* Written task: Print every line below again, character for character, without changing anything.

-------- Provided material --------

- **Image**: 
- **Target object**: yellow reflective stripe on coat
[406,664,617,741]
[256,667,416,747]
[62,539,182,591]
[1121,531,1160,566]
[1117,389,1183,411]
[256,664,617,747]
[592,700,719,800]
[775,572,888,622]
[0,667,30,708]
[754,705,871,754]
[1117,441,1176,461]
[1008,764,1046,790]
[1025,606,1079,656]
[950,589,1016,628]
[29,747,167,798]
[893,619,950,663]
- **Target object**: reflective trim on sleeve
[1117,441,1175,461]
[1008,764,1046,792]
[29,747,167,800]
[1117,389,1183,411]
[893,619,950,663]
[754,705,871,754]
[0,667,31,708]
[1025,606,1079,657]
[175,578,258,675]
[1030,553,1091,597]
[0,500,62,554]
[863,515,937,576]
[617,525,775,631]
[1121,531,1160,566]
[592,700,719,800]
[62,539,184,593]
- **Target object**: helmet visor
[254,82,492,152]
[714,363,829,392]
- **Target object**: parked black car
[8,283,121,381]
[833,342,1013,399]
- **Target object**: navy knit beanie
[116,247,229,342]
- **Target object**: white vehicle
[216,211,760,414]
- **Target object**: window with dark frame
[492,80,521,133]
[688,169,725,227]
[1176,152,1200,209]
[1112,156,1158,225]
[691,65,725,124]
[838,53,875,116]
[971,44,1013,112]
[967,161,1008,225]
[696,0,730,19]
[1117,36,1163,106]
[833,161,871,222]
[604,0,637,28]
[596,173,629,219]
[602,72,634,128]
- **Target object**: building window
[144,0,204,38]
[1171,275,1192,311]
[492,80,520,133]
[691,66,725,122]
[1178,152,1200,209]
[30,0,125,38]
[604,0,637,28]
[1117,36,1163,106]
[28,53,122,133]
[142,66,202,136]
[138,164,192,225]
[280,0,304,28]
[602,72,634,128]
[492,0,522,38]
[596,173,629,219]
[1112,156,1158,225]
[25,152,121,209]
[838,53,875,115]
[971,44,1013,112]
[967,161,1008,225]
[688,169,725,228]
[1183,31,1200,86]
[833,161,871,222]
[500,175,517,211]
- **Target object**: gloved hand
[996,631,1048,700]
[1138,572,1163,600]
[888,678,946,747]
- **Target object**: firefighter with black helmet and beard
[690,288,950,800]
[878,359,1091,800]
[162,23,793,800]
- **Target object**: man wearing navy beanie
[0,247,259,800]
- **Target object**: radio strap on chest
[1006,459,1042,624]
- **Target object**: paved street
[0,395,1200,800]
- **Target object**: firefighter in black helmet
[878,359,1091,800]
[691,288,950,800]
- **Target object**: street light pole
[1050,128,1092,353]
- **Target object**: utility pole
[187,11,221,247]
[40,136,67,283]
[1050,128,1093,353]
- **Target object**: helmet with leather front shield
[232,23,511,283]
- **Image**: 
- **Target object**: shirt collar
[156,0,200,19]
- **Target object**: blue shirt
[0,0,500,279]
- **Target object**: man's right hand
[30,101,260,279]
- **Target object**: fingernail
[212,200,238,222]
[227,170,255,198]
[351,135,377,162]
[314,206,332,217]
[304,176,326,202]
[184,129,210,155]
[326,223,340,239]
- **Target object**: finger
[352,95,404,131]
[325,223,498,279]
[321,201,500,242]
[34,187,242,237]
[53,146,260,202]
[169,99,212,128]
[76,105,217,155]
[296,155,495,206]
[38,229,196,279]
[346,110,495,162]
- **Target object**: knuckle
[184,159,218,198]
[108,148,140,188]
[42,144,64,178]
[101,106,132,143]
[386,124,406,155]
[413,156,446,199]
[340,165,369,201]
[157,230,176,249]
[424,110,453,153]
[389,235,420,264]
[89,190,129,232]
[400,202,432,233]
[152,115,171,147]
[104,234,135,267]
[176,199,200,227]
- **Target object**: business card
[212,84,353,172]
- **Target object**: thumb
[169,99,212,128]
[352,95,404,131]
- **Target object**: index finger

--------

* Solution:
- **Image**: 
- **Target object**: yellow reflective stripe on coat
[406,664,617,741]
[256,667,416,747]
[62,539,182,591]
[1121,531,1160,566]
[1117,389,1183,411]
[256,664,617,747]
[592,700,719,800]
[775,572,888,622]
[0,667,30,708]
[754,705,871,754]
[1117,441,1176,461]
[1008,764,1046,790]
[1025,606,1079,656]
[950,589,1016,628]
[29,747,167,798]
[893,619,950,663]
- **Target object**: reflective trim on sleeve
[1117,441,1175,461]
[1008,764,1046,792]
[29,747,167,800]
[1117,389,1183,411]
[893,619,950,663]
[754,705,871,754]
[0,667,31,708]
[1025,606,1079,657]
[175,578,258,675]
[1030,553,1091,597]
[0,500,62,554]
[863,515,937,576]
[617,525,775,631]
[1121,531,1160,566]
[592,700,719,800]
[62,539,184,593]
- **Target object**: helmet visor
[254,82,492,152]
[714,363,829,392]
- **Target object**: parked black car
[8,283,121,381]
[833,342,1013,399]
- **Target object**: navy knit beanie
[116,247,229,342]
- **Target object**: white vehicle
[216,211,760,414]
- **Target object**: window with dark frame
[492,80,521,133]
[688,169,725,227]
[1176,152,1200,209]
[1112,156,1158,225]
[691,65,725,124]
[838,53,875,116]
[971,44,1013,112]
[967,161,1008,225]
[696,0,730,19]
[1117,36,1163,106]
[833,161,871,222]
[604,0,637,28]
[596,173,629,219]
[602,72,634,128]
- **Target object**: building window
[144,0,204,38]
[1171,275,1192,311]
[492,80,520,133]
[691,66,725,122]
[1178,152,1200,209]
[30,0,125,38]
[604,0,637,28]
[1117,36,1163,106]
[28,53,122,133]
[142,66,202,136]
[138,164,192,225]
[280,0,304,28]
[602,72,634,128]
[492,0,522,38]
[596,173,629,219]
[1112,156,1158,225]
[25,152,121,209]
[838,53,875,115]
[971,44,1013,112]
[967,161,1008,225]
[688,169,725,228]
[1183,31,1200,86]
[833,161,871,222]
[500,175,517,211]
- **Target object**: gloved hand
[996,631,1048,700]
[1138,572,1163,600]
[888,678,946,747]
- **Target object**: firefighter with black helmet and beard
[690,288,950,800]
[878,359,1091,800]
[162,23,793,800]
- **Target object**: man wearing navy beanie
[0,247,259,800]
- **Target object**: radio strap on chest
[1006,459,1042,624]
- **Target object**: paved street
[0,395,1200,800]
- **Target object**: firefighter in black helmet
[878,359,1091,800]
[691,288,950,800]
- **Target object**: street light pole
[1050,128,1092,353]
- **Target object**: utility pole
[187,11,221,247]
[40,136,67,283]
[1050,128,1093,353]
- **Target object**: helmet with leather front shield
[232,23,511,283]
- **Image**: 
- **Target object**: shirt collar
[156,0,200,19]
- **Target object**: blue shirt
[0,0,500,279]
- **Target object**: man's right hand
[30,101,260,279]
- **Target object**: fingernail
[212,200,238,222]
[227,170,255,198]
[351,135,377,162]
[314,206,332,217]
[304,176,326,202]
[184,129,210,155]
[326,223,340,239]
- **Target object**: finger
[352,95,404,131]
[325,223,498,279]
[321,201,500,242]
[34,187,242,237]
[53,146,260,202]
[169,99,212,128]
[76,105,217,155]
[296,155,495,206]
[38,229,196,279]
[346,110,495,162]
- **Target object**: knuckle
[184,159,218,198]
[108,148,140,188]
[42,144,64,178]
[101,106,132,143]
[386,124,406,155]
[413,156,446,199]
[340,165,369,201]
[157,230,176,249]
[424,110,453,153]
[389,235,420,264]
[89,190,129,232]
[400,202,432,233]
[152,115,171,147]
[104,234,135,267]
[176,199,200,227]
- **Target object**: business card
[212,84,353,172]
- **Target object**: thumb
[169,99,212,128]
[352,95,404,131]
- **Target object**: index finger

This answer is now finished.